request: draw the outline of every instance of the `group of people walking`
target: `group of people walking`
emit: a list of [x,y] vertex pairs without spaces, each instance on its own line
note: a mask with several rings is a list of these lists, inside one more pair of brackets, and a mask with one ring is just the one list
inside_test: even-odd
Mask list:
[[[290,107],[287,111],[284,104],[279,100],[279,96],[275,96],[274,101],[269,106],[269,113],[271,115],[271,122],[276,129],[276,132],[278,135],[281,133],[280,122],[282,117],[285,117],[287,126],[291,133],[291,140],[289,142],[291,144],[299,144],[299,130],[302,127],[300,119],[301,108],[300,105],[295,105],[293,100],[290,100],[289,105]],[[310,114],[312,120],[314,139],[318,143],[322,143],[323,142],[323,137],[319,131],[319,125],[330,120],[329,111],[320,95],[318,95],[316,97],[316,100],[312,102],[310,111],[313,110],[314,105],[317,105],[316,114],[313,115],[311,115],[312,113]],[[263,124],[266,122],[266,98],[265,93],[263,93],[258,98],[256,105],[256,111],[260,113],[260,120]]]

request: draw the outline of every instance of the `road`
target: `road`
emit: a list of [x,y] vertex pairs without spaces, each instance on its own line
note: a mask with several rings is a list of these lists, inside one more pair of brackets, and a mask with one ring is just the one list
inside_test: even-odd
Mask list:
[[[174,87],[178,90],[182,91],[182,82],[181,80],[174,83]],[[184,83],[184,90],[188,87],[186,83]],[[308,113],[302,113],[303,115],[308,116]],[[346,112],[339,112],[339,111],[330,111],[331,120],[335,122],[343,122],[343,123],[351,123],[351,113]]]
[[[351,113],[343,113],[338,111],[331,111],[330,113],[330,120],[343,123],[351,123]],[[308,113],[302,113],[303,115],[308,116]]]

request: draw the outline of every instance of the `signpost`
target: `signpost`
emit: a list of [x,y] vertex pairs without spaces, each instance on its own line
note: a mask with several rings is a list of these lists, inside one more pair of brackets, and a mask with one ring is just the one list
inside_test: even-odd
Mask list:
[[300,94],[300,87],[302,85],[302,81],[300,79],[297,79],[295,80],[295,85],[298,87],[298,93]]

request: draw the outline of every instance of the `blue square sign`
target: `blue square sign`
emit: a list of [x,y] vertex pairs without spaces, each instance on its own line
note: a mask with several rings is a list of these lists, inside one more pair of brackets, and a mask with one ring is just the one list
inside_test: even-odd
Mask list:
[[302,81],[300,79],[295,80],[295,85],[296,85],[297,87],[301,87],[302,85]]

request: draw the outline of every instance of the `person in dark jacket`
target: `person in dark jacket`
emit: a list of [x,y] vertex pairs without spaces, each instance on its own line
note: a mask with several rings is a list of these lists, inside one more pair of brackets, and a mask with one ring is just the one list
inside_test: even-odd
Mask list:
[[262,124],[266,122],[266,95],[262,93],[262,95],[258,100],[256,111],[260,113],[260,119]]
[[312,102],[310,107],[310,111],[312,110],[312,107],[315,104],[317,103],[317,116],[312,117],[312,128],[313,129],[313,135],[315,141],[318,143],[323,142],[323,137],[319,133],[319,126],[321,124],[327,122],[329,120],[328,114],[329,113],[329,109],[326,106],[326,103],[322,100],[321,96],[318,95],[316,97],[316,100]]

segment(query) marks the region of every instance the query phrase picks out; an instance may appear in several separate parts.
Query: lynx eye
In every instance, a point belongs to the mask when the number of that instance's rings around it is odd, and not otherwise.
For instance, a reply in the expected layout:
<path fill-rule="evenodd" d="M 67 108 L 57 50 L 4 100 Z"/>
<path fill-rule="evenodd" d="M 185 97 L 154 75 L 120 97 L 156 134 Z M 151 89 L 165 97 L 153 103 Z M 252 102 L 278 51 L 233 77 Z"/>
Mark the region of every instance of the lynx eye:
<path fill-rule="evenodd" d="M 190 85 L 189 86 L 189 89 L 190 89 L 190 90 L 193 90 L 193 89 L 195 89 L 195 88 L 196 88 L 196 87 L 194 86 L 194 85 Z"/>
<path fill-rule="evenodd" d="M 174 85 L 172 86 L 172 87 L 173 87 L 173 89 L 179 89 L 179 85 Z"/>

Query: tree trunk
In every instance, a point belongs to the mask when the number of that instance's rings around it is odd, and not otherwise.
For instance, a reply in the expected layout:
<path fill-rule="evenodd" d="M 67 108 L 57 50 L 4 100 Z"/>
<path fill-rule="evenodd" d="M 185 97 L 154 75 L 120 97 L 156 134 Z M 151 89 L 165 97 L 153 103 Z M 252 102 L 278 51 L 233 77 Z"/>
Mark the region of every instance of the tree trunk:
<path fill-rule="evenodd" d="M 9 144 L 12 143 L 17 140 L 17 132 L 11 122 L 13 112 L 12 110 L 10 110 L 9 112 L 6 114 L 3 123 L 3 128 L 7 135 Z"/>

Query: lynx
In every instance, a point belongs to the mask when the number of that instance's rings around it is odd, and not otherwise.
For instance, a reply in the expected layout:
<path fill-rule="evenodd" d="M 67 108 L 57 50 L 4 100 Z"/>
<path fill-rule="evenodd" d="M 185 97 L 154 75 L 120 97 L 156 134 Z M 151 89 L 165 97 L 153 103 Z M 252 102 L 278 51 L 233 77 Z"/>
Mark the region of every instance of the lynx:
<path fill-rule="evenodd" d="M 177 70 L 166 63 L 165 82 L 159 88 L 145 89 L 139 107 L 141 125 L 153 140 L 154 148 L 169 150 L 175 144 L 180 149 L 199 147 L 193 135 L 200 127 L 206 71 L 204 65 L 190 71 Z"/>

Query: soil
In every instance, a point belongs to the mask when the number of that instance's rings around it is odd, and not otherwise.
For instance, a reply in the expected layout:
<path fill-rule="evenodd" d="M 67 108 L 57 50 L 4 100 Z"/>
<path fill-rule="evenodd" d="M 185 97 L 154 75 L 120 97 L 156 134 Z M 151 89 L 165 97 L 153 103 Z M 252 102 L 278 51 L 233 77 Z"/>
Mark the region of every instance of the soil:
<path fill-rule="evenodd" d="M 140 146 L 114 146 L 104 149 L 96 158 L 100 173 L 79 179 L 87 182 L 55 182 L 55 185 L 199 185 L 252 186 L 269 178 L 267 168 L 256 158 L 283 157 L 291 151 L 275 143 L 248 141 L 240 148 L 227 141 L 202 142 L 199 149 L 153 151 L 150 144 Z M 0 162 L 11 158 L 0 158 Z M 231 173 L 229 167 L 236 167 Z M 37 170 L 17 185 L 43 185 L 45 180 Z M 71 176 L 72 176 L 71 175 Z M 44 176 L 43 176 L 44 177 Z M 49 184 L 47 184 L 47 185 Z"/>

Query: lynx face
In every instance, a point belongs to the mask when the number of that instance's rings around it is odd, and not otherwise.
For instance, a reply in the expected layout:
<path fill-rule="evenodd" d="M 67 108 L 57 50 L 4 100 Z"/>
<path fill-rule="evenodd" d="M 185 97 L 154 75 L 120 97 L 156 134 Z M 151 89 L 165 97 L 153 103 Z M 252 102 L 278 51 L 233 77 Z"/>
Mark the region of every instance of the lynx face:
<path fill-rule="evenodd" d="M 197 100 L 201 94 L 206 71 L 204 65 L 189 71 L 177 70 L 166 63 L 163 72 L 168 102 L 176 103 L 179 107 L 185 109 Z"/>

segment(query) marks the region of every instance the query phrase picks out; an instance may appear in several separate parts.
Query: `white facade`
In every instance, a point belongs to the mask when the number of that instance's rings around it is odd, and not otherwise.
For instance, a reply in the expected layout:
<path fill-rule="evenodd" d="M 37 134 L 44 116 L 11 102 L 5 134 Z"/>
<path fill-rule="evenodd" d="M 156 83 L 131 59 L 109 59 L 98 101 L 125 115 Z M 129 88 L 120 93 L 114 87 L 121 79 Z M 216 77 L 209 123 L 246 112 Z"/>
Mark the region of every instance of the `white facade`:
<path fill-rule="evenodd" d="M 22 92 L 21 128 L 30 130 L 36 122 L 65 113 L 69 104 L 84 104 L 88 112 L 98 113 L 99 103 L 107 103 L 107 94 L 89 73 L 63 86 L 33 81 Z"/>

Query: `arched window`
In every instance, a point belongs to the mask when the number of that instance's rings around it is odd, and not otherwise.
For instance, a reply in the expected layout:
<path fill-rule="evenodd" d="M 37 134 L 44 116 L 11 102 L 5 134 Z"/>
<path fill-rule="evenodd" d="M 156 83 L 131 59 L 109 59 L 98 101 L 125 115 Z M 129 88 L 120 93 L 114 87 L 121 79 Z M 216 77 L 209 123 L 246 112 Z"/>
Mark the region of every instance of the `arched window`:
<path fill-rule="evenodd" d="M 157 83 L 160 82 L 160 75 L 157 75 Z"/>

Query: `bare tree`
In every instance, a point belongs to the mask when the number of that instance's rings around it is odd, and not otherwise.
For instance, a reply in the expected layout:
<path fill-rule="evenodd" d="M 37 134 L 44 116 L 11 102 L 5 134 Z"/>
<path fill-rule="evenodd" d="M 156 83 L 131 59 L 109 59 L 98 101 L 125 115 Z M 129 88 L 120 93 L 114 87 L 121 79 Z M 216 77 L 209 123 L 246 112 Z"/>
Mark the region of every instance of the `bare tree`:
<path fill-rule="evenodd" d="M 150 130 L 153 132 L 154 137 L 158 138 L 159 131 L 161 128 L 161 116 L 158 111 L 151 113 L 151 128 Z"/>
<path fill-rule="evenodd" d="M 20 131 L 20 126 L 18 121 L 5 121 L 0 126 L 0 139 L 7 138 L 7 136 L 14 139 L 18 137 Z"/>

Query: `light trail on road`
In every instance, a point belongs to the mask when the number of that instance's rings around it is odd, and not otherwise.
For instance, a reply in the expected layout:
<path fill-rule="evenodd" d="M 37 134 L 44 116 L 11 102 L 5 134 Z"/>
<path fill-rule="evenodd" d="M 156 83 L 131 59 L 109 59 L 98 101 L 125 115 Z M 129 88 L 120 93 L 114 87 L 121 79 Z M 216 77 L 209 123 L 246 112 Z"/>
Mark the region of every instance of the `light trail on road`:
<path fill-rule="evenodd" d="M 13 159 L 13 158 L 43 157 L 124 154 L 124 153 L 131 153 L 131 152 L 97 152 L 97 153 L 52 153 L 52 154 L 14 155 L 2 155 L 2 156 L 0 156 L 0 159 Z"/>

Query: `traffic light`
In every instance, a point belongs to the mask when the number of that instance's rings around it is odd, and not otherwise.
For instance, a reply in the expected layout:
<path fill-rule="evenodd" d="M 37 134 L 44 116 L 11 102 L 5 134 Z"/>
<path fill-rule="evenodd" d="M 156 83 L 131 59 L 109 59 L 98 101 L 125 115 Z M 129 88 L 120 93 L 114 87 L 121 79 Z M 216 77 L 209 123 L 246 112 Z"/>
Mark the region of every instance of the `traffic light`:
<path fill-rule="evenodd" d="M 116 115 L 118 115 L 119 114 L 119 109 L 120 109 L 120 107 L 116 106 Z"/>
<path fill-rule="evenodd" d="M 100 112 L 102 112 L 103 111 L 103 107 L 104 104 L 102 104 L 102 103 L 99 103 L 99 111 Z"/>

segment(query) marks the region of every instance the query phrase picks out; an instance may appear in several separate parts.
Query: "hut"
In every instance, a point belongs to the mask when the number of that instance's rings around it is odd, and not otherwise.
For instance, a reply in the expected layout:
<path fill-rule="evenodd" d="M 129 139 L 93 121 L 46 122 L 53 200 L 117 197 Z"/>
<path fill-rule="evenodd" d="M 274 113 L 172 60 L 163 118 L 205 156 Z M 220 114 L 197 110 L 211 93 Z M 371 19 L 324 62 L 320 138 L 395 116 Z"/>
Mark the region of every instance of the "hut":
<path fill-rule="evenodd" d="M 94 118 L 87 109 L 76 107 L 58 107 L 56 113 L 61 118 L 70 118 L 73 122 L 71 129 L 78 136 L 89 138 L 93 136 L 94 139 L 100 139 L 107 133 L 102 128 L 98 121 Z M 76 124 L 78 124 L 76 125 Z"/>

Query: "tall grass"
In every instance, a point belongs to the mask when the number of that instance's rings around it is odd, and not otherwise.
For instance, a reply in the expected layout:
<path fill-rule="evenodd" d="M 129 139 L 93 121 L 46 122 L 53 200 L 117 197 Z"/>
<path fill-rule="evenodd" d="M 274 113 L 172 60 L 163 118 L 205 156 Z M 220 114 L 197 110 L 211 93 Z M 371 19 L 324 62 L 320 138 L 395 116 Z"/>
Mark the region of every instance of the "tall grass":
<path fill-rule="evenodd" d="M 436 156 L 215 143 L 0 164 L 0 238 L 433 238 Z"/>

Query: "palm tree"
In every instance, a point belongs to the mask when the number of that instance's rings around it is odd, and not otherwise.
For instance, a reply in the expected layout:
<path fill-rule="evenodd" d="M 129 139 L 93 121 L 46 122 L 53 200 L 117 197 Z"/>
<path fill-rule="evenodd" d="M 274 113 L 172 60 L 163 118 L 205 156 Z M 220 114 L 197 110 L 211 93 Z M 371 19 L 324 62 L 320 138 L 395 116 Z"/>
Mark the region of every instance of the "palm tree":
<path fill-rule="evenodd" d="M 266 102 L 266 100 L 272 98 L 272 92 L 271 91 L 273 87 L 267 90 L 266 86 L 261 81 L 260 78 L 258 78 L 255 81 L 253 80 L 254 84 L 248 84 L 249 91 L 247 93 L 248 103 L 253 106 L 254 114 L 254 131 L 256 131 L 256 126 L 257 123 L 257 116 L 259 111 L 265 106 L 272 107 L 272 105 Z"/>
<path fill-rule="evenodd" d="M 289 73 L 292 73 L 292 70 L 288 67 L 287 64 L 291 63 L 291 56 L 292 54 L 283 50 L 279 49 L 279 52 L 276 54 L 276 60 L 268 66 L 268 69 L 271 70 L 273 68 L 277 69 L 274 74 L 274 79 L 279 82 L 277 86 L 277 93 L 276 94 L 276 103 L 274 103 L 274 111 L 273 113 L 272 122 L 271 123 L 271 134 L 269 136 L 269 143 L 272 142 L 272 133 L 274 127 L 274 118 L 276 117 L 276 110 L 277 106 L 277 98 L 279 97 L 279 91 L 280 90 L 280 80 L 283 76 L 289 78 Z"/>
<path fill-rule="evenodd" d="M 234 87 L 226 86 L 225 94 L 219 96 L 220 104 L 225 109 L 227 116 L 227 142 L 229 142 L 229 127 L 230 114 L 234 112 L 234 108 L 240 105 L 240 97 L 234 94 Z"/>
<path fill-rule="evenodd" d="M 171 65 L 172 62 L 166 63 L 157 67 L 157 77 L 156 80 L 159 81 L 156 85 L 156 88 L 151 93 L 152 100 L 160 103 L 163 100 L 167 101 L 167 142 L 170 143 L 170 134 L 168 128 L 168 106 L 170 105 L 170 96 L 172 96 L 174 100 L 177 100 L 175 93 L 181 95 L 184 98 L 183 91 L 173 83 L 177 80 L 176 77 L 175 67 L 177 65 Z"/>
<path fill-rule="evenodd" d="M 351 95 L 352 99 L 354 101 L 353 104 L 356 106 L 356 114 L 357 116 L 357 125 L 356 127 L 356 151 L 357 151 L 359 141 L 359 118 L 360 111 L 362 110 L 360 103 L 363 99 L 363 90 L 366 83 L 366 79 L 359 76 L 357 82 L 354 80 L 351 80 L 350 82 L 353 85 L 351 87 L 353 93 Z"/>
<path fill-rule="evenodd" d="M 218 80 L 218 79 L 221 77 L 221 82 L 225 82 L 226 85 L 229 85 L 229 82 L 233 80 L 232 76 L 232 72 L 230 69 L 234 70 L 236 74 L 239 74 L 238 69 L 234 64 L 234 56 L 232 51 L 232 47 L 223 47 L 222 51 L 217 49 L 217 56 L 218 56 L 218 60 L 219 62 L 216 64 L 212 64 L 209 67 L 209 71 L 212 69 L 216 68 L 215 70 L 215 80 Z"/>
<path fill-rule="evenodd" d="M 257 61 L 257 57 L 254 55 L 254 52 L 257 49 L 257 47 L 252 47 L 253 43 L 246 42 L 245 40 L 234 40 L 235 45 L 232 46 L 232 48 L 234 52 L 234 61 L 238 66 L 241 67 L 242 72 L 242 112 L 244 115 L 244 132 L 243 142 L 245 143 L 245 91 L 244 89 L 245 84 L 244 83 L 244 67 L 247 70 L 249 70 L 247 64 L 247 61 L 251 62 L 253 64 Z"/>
------------------------------------------------------------------------
**DESCRIPTION OF THE TASK:** Please state how many lines in the items above contain the string "light", with case counting. Reply with the number only.

**ANSWER TO THIS TASK:** 4